Given data>
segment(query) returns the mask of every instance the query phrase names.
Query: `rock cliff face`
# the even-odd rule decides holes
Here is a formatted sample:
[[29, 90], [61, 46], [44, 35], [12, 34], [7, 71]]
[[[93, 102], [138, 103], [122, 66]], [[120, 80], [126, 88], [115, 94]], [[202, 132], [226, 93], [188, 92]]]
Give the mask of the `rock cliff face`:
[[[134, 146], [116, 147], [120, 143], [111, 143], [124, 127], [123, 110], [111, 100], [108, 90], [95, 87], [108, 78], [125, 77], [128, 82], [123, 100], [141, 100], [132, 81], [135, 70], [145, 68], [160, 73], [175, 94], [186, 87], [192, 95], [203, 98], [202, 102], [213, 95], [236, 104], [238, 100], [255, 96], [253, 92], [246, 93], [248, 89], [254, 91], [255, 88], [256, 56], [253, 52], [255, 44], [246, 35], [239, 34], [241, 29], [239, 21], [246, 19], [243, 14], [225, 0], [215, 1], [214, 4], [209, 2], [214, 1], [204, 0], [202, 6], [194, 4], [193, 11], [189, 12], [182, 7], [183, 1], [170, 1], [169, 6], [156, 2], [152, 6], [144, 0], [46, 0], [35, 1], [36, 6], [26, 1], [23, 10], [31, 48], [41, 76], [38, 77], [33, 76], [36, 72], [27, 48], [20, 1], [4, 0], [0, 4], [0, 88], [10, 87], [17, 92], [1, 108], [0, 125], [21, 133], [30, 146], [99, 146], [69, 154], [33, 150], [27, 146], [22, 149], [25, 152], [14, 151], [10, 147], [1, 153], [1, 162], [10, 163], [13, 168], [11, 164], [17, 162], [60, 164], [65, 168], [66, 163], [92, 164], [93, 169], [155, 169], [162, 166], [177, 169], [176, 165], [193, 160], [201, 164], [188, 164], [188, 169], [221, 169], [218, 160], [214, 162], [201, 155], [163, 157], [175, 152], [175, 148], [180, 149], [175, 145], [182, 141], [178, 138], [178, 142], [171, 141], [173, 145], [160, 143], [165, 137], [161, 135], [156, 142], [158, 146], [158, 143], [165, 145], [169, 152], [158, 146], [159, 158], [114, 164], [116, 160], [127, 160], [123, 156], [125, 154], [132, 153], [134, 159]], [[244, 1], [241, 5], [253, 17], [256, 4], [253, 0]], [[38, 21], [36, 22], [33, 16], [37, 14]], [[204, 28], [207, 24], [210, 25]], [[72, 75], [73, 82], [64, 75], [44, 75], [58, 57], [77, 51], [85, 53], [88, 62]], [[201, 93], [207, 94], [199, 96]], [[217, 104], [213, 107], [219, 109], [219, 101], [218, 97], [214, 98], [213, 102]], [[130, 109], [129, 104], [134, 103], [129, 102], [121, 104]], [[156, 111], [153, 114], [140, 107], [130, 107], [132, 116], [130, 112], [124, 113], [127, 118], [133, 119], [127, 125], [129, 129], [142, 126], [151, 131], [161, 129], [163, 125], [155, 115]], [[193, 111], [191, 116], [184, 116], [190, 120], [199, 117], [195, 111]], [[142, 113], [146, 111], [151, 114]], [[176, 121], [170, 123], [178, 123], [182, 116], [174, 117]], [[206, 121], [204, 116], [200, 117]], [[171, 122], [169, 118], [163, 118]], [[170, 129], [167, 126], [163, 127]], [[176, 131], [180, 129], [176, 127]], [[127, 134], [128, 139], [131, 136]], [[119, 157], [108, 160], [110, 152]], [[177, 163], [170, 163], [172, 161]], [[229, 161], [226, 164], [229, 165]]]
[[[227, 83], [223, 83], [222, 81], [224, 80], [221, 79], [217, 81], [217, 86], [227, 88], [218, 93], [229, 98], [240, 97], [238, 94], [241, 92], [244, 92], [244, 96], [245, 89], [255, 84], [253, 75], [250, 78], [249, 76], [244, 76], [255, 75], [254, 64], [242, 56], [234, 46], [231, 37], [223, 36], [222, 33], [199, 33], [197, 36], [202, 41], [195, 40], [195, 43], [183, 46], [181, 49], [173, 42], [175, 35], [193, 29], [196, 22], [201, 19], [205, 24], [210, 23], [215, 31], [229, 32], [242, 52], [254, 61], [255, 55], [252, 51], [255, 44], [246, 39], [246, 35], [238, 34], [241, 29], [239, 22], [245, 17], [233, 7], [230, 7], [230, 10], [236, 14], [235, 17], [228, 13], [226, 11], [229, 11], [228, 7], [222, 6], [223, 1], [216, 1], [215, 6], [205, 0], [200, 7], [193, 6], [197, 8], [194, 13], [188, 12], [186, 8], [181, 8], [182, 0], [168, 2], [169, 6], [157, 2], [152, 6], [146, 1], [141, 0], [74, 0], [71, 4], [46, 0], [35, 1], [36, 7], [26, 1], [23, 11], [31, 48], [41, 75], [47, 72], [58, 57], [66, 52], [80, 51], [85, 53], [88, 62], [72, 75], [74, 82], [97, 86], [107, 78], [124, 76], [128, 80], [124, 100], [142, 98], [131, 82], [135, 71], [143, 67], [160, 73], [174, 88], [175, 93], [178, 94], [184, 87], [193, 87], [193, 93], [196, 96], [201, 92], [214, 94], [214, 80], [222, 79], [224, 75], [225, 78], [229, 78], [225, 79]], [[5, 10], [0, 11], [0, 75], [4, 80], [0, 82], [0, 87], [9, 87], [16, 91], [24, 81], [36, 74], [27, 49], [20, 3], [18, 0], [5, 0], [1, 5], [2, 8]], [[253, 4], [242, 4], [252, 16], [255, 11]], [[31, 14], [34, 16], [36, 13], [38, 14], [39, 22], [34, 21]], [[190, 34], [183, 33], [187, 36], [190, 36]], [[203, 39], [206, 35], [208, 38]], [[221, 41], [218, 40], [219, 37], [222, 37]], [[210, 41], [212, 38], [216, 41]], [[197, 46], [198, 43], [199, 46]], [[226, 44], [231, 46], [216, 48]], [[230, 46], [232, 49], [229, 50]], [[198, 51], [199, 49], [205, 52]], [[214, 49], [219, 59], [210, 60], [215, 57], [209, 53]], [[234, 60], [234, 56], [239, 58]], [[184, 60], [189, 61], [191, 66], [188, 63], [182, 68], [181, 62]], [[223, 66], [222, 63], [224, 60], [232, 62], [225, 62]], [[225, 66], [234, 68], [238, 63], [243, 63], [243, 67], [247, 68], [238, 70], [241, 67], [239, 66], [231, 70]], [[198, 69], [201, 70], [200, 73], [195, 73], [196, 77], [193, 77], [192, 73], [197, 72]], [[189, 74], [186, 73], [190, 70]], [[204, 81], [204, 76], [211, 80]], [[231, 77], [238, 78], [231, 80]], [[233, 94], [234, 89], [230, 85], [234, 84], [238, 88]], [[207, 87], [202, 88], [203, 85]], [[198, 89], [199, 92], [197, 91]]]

What the task asks> Turn the lines of the data above into a numbered list, leaving out any blank lines.

Written reply>
1. segment(query) returns the mask of every instance the query phrase names.
2. Query: `rock cliff face`
3. # the even-odd rule decides holes
4. Here is a formatted sample:
5. [[29, 90], [61, 46], [44, 35], [12, 34], [7, 71]]
6. [[[93, 102], [138, 103], [122, 66]], [[120, 80], [126, 88], [115, 94]], [[202, 132], [226, 93], [188, 92]]]
7. Give the mask of the `rock cliff face`:
8. [[[134, 146], [116, 147], [120, 143], [111, 143], [124, 127], [123, 110], [111, 100], [108, 90], [95, 87], [108, 78], [125, 77], [128, 82], [123, 100], [141, 100], [132, 81], [135, 70], [145, 68], [160, 73], [175, 94], [186, 87], [192, 95], [203, 98], [202, 102], [213, 95], [236, 104], [238, 100], [255, 96], [253, 92], [246, 93], [248, 89], [254, 91], [255, 88], [256, 56], [253, 52], [255, 44], [246, 35], [239, 34], [241, 29], [239, 21], [246, 19], [243, 14], [225, 0], [215, 1], [214, 4], [209, 2], [214, 1], [204, 0], [202, 6], [194, 4], [193, 11], [189, 12], [182, 7], [183, 1], [170, 1], [169, 6], [156, 2], [152, 6], [144, 0], [46, 0], [35, 1], [36, 6], [26, 1], [23, 10], [31, 48], [41, 76], [38, 77], [33, 76], [36, 72], [27, 48], [20, 1], [4, 0], [0, 4], [0, 88], [10, 87], [17, 92], [1, 108], [0, 125], [21, 133], [30, 146], [99, 146], [69, 154], [33, 150], [27, 146], [22, 149], [25, 152], [14, 151], [10, 147], [1, 153], [1, 162], [10, 163], [13, 168], [11, 164], [17, 162], [60, 164], [65, 168], [66, 163], [92, 164], [93, 169], [155, 169], [162, 166], [177, 169], [176, 165], [193, 160], [201, 164], [188, 164], [188, 169], [221, 169], [218, 160], [214, 162], [201, 155], [163, 157], [175, 152], [175, 148], [180, 149], [175, 145], [182, 141], [178, 138], [178, 142], [171, 141], [173, 145], [160, 143], [165, 137], [161, 135], [156, 142], [158, 146], [158, 143], [165, 145], [169, 152], [158, 146], [159, 158], [114, 164], [116, 160], [127, 160], [123, 156], [125, 154], [132, 153], [134, 159]], [[244, 1], [241, 5], [253, 17], [256, 4], [253, 0]], [[38, 21], [36, 22], [33, 16], [37, 14]], [[204, 28], [207, 24], [210, 25]], [[72, 75], [73, 82], [64, 75], [44, 75], [58, 57], [77, 51], [85, 53], [88, 62]], [[201, 93], [207, 94], [199, 96]], [[217, 104], [213, 107], [219, 109], [219, 101], [218, 97], [214, 98], [213, 102]], [[130, 109], [129, 104], [134, 103], [129, 102], [121, 104]], [[156, 111], [153, 114], [140, 107], [130, 107], [132, 116], [130, 112], [124, 113], [127, 118], [133, 119], [127, 125], [129, 129], [142, 126], [151, 131], [161, 129], [163, 125], [155, 115]], [[193, 111], [191, 116], [184, 116], [190, 120], [199, 117], [195, 111]], [[142, 113], [146, 111], [151, 114]], [[176, 121], [170, 123], [178, 123], [182, 116], [174, 117]], [[206, 121], [204, 116], [200, 117]], [[171, 122], [169, 118], [163, 118]], [[170, 129], [167, 126], [163, 127]], [[176, 131], [180, 129], [176, 127]], [[127, 134], [128, 139], [131, 136]], [[119, 157], [108, 160], [110, 152]], [[177, 163], [170, 163], [172, 161]], [[229, 161], [226, 164], [229, 165]]]
9. [[[227, 83], [223, 83], [222, 81], [224, 80], [221, 79], [217, 81], [217, 86], [227, 88], [218, 93], [229, 98], [240, 97], [238, 94], [241, 92], [244, 92], [244, 96], [245, 89], [255, 84], [253, 75], [250, 78], [249, 76], [244, 76], [255, 75], [254, 64], [242, 56], [234, 46], [231, 37], [223, 36], [222, 33], [199, 33], [197, 36], [202, 41], [195, 40], [195, 43], [183, 46], [181, 49], [173, 42], [175, 35], [193, 29], [196, 22], [201, 19], [205, 24], [210, 23], [215, 31], [229, 32], [242, 52], [254, 61], [255, 55], [252, 51], [255, 44], [246, 39], [246, 35], [238, 34], [241, 29], [239, 22], [245, 17], [233, 7], [230, 7], [230, 10], [236, 14], [235, 17], [228, 13], [226, 11], [229, 11], [228, 7], [222, 6], [223, 1], [216, 1], [215, 6], [205, 0], [200, 7], [193, 6], [197, 8], [194, 13], [188, 12], [186, 8], [181, 8], [182, 0], [168, 2], [169, 6], [157, 2], [152, 6], [146, 1], [141, 0], [74, 0], [71, 4], [46, 0], [35, 1], [36, 7], [26, 1], [23, 11], [31, 48], [41, 75], [47, 72], [58, 57], [66, 52], [80, 51], [85, 53], [88, 62], [72, 75], [74, 82], [97, 86], [107, 78], [124, 76], [128, 80], [124, 100], [142, 98], [131, 82], [135, 71], [143, 67], [160, 73], [174, 88], [175, 93], [178, 94], [184, 87], [193, 87], [193, 93], [196, 96], [201, 92], [214, 94], [214, 80], [222, 79], [224, 75], [225, 78], [229, 78], [225, 79]], [[5, 10], [0, 11], [0, 75], [4, 80], [0, 82], [0, 87], [9, 87], [16, 91], [24, 81], [36, 74], [27, 49], [20, 3], [18, 0], [5, 0], [1, 5], [2, 8]], [[253, 4], [242, 4], [252, 16], [255, 11]], [[31, 14], [34, 16], [36, 13], [38, 14], [39, 22], [34, 21]], [[190, 34], [183, 33], [187, 36], [190, 36]], [[203, 39], [206, 35], [208, 38]], [[221, 41], [218, 40], [219, 37], [222, 37]], [[210, 41], [212, 38], [216, 41]], [[197, 46], [198, 43], [199, 46]], [[226, 44], [231, 46], [216, 48]], [[230, 46], [232, 49], [229, 50]], [[198, 51], [199, 49], [205, 52]], [[214, 49], [219, 59], [210, 60], [215, 57], [209, 53]], [[234, 60], [234, 56], [239, 58]], [[184, 60], [189, 61], [191, 66], [188, 63], [182, 68], [181, 62]], [[223, 66], [222, 63], [224, 60], [232, 62], [225, 62]], [[225, 66], [234, 68], [238, 63], [243, 63], [243, 67], [247, 68], [238, 70], [241, 67], [239, 66], [231, 70]], [[198, 69], [201, 70], [200, 73], [195, 73], [196, 77], [193, 77], [192, 73], [197, 72]], [[189, 74], [186, 73], [190, 70]], [[204, 81], [204, 76], [211, 80]], [[231, 77], [238, 78], [231, 80]], [[233, 94], [234, 89], [230, 85], [234, 84], [238, 88]], [[207, 87], [202, 88], [203, 85]], [[198, 89], [199, 92], [197, 91]]]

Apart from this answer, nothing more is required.